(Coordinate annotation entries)
------------------------------------------------------------

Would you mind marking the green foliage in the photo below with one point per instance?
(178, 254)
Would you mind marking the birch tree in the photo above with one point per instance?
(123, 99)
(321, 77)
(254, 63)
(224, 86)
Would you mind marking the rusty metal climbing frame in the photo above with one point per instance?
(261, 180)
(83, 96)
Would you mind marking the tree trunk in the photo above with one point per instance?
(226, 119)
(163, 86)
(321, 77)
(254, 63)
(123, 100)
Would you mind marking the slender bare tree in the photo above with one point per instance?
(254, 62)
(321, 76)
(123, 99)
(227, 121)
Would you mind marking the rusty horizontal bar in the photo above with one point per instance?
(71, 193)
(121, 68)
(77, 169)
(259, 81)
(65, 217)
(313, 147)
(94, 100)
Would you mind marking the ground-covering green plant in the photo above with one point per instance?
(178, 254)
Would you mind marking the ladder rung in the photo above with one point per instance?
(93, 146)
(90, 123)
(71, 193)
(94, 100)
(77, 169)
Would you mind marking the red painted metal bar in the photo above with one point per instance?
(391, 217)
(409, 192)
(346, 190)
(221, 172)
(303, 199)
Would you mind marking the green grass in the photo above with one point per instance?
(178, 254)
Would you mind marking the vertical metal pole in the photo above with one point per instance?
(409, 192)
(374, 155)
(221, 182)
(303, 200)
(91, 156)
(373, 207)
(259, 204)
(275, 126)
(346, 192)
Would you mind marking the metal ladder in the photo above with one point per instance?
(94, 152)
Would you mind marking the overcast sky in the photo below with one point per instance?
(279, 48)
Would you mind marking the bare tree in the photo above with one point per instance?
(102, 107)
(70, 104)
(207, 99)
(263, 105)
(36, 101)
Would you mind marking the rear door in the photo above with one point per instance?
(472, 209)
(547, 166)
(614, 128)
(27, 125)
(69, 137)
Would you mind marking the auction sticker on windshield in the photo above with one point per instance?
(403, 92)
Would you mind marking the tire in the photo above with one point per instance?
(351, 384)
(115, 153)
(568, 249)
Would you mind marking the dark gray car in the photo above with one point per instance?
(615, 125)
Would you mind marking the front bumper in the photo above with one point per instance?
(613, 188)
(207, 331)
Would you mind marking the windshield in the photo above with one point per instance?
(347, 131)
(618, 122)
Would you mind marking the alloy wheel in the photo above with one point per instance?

------------------------------------------------------------

Brief » Copy out every one of the items above word for word, in the same order.

Output below »
Would you mind marking the green foliage in the photo below with one point per instance?
(178, 254)
Would you mind marking the birch tree in the photo above with one point per instance?
(123, 99)
(321, 77)
(254, 63)
(224, 86)
Would you mind marking the rusty metal climbing frame in the photo above with one point per instance?
(261, 180)
(83, 96)
Would you mind marking the tree trunk in the photo above with one point per instance?
(226, 119)
(163, 86)
(321, 77)
(254, 63)
(123, 100)
Would you mind marking the slender bare tree in the photo above with one point per instance?
(254, 62)
(321, 76)
(123, 99)
(227, 121)
Would you mind marking the rusty horizontal bar in the photo above with one point per instance?
(71, 193)
(121, 68)
(77, 169)
(259, 81)
(65, 217)
(313, 147)
(94, 100)
Would you mind marking the ground-covering green plant in the photo above with one point per instance?
(178, 254)
Would you mind marking the ladder rung in the photo above with one point per instance?
(93, 146)
(90, 123)
(71, 193)
(94, 100)
(77, 169)
Would you mind marking the red painted metal bar in the photo above with one point per instance?
(391, 217)
(409, 192)
(346, 190)
(221, 172)
(303, 199)
Would you mind marking the green grass in the photo above with one point per instance?
(178, 254)
Would you mind marking the vertical metal pole in the photo above with one point per instance?
(409, 192)
(374, 155)
(221, 182)
(303, 200)
(91, 156)
(373, 207)
(259, 204)
(275, 126)
(346, 192)
Would you mind marking the metal ladder in the photo above with one point per instance?
(94, 152)
Would you mind marking the overcast sky in the photo below with one point per instance?
(279, 48)
Would you mind marking the bare tree in the photo above with one point per instance?
(102, 107)
(70, 104)
(207, 99)
(263, 105)
(36, 101)
Would you mind marking the rear door in the photo above with one point per instance?
(472, 209)
(547, 166)
(614, 128)
(27, 125)
(69, 137)
Would you mind marking the auction sticker on windshield in the photo above with one point per instance?
(403, 92)
Would you mind marking the tire in the photo above with one point per instance?
(351, 384)
(115, 153)
(568, 249)
Would you mind marking the dark gray car in the photo above with one point per instance?
(615, 125)
Would you mind marking the front bumper in the photo above with one point per instance?
(613, 188)
(207, 331)
Would you mind marking the windshield in the photo above with one point per instance?
(347, 131)
(618, 122)
Would you mind marking the alloy wheel in the photo above with one point per instance?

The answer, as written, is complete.